DIRECTIONS> Copy out every line in the entries below that contains the word "side".

EXERCISE INPUT>
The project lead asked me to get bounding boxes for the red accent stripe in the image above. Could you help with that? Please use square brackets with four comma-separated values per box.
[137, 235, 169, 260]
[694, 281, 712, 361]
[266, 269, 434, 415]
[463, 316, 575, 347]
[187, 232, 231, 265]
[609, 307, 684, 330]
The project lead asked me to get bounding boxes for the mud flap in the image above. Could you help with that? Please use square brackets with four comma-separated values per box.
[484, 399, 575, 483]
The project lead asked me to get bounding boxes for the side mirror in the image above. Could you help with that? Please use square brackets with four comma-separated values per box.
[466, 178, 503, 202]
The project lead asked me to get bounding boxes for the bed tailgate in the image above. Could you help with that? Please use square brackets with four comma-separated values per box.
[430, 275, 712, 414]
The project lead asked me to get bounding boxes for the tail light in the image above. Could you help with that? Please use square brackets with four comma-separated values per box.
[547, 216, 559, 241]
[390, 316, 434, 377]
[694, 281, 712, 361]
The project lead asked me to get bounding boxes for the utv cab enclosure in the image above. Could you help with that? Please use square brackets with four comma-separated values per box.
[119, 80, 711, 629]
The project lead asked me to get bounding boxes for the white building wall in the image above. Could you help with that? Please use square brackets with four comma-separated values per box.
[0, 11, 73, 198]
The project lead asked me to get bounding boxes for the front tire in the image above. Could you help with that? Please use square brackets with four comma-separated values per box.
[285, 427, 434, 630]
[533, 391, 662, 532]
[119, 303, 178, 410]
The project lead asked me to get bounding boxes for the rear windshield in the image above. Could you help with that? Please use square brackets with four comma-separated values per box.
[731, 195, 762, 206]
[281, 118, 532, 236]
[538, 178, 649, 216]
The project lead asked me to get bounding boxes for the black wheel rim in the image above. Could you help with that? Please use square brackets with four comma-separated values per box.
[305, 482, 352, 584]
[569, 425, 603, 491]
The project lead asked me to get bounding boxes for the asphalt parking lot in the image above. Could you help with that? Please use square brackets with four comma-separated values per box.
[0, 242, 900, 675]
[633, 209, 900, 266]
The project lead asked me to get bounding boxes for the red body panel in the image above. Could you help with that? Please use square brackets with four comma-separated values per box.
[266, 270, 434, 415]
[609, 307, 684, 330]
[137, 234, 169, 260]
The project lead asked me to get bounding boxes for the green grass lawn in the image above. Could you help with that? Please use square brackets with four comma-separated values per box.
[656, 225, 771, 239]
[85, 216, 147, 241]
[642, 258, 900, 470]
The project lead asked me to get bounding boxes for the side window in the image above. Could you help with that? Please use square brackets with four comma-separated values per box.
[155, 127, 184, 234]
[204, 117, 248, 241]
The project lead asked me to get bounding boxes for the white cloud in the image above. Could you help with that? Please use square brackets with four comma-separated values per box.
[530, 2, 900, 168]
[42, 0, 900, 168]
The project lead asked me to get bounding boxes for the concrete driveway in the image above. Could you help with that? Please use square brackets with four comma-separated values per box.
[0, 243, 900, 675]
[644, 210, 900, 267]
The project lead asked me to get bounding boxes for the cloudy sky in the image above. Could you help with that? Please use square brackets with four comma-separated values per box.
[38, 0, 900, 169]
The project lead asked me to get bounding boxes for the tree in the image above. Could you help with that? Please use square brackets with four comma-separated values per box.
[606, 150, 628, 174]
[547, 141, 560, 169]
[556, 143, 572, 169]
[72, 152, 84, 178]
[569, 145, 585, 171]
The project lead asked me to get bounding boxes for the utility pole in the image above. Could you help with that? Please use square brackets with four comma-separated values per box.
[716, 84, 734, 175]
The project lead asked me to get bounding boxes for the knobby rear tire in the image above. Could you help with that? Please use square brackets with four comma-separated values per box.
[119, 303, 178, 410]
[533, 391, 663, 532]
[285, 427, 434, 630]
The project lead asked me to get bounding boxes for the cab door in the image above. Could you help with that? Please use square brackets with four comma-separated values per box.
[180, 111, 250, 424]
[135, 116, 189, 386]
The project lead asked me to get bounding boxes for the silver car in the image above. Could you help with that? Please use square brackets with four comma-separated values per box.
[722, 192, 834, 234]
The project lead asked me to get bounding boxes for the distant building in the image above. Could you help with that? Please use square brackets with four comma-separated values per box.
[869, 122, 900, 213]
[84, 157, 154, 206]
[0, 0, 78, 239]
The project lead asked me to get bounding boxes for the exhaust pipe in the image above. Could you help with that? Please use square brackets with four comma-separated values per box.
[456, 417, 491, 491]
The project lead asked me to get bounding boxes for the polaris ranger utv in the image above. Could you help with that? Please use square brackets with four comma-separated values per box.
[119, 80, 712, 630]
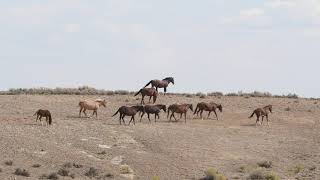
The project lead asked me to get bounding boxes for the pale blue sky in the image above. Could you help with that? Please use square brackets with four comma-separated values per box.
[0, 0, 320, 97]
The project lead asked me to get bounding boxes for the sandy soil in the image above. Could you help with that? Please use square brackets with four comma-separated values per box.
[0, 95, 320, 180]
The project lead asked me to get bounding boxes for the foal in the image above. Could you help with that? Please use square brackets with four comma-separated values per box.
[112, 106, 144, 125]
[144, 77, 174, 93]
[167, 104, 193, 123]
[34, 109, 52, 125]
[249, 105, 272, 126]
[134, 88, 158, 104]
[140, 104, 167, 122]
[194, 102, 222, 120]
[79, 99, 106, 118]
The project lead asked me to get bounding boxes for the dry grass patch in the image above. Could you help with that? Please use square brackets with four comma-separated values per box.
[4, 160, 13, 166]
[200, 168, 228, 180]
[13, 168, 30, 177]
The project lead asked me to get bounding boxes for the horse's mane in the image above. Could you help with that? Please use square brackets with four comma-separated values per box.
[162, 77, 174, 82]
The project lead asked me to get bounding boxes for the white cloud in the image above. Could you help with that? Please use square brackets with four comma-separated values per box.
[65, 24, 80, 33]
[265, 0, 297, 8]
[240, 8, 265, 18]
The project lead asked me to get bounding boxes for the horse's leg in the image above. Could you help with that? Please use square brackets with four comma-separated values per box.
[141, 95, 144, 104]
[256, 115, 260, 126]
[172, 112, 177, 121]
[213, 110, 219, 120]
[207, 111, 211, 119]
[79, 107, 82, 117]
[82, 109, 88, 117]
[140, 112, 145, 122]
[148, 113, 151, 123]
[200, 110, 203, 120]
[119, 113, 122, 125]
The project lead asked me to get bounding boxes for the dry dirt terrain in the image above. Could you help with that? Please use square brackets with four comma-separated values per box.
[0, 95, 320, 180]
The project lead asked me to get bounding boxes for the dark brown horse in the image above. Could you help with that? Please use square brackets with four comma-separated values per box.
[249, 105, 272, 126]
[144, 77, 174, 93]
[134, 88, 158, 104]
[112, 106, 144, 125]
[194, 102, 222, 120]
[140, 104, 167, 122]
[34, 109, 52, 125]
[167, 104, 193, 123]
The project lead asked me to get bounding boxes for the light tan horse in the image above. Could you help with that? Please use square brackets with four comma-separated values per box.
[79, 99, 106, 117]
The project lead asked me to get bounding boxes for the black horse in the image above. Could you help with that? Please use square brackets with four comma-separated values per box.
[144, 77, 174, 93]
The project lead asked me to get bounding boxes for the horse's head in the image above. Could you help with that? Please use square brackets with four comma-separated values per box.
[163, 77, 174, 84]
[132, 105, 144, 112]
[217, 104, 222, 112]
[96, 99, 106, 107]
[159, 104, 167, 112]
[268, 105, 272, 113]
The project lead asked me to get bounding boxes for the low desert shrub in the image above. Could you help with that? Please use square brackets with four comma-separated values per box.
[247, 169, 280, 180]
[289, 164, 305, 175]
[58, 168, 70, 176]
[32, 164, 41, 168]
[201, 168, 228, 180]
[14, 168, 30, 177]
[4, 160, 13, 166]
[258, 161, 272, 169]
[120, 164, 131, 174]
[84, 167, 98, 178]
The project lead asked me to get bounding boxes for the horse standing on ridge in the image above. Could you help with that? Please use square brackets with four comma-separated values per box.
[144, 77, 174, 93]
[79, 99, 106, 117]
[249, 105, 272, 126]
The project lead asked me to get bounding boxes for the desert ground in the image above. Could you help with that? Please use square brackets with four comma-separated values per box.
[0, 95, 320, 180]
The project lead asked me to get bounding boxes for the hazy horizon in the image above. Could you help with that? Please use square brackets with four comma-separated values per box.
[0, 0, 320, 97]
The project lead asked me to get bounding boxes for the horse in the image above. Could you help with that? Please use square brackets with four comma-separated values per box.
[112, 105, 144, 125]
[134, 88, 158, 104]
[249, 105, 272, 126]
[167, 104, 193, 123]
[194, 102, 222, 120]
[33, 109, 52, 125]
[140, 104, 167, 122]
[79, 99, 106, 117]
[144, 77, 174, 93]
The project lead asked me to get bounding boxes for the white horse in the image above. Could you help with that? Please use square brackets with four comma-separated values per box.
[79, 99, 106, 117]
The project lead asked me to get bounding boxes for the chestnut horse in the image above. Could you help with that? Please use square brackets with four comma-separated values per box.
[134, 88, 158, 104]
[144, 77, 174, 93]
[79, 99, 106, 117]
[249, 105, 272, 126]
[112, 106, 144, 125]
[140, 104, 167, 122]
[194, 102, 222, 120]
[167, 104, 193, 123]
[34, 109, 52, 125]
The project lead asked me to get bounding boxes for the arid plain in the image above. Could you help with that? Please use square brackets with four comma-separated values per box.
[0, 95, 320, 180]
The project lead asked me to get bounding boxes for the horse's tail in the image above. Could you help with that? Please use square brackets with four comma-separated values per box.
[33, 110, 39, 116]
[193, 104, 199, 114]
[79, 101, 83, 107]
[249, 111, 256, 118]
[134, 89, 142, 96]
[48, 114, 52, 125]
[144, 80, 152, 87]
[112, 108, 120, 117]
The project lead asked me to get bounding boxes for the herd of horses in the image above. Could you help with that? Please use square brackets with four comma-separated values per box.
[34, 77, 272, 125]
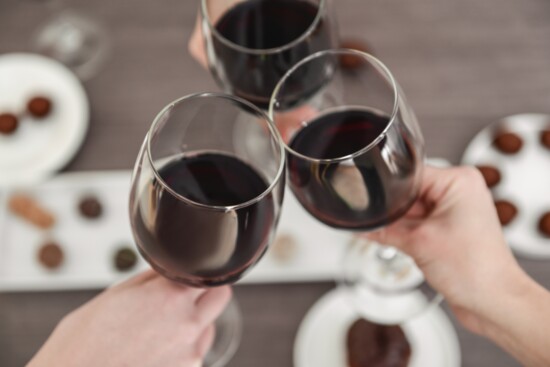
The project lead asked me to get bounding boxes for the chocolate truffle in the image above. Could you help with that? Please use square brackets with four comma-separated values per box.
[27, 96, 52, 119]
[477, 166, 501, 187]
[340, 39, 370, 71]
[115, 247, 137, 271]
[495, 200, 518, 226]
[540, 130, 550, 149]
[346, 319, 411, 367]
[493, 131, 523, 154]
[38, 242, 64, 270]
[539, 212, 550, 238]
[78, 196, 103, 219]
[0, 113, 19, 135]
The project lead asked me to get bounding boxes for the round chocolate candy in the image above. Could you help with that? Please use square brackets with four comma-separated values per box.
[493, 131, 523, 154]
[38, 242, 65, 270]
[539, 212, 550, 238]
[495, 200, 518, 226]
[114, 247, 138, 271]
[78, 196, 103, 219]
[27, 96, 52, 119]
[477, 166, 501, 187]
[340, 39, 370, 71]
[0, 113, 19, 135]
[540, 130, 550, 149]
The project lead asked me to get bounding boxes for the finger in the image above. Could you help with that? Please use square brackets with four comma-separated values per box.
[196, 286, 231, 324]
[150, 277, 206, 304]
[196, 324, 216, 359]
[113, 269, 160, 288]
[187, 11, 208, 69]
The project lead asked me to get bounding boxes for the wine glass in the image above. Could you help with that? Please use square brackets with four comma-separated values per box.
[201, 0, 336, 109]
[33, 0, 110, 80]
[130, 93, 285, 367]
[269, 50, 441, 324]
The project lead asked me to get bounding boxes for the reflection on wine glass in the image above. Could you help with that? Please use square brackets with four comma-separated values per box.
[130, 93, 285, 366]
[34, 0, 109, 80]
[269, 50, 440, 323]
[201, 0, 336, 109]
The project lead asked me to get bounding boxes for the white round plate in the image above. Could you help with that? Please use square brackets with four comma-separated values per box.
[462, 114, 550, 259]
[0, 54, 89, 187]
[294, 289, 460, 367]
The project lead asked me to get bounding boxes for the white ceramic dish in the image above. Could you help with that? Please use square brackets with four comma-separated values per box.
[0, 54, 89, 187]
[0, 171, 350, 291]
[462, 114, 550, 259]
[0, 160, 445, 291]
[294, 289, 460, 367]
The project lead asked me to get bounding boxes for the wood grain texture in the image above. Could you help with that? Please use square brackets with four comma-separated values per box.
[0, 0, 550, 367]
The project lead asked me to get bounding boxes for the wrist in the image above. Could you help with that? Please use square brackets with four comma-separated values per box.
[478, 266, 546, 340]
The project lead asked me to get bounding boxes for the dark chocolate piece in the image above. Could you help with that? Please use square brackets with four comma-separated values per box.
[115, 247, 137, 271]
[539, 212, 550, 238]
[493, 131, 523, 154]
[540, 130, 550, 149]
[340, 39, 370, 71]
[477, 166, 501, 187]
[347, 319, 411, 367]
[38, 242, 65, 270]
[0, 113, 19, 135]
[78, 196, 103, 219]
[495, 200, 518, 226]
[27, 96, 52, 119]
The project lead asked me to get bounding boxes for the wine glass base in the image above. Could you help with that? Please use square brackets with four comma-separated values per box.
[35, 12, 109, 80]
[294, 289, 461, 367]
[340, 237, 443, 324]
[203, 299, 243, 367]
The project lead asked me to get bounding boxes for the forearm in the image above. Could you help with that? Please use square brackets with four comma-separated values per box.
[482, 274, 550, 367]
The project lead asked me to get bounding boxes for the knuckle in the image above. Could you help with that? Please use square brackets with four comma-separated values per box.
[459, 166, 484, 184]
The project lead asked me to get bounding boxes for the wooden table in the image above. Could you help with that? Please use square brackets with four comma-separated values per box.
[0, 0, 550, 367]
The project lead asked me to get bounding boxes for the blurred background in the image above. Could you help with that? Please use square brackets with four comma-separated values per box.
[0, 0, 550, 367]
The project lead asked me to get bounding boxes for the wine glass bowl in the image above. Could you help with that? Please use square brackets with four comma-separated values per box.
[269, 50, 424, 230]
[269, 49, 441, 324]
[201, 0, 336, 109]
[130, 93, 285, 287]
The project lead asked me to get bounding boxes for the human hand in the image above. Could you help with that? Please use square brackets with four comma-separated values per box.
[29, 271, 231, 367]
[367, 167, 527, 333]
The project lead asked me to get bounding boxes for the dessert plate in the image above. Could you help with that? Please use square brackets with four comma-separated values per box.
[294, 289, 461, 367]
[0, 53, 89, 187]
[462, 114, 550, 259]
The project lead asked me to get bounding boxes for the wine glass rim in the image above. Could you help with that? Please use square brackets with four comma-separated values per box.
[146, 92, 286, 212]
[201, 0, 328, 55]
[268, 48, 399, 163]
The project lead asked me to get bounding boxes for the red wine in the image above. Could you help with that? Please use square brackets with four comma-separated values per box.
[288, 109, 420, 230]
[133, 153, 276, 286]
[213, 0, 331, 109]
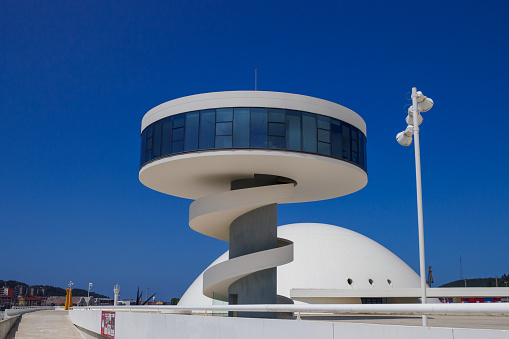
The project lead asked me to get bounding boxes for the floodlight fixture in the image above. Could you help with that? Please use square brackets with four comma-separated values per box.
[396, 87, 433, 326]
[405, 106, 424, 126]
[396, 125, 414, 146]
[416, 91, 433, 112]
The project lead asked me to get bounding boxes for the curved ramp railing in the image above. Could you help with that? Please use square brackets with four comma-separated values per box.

RESPONSE>
The project lead asked me to get bounding boxes for the side mirror in the image above. Could you help with that? Please use square brackets with four comma-separated values per box.
The project lead asked me to get bounding boxes for the side window in the image above. Could you help with that? Please use square brackets with four comma-separated values per box.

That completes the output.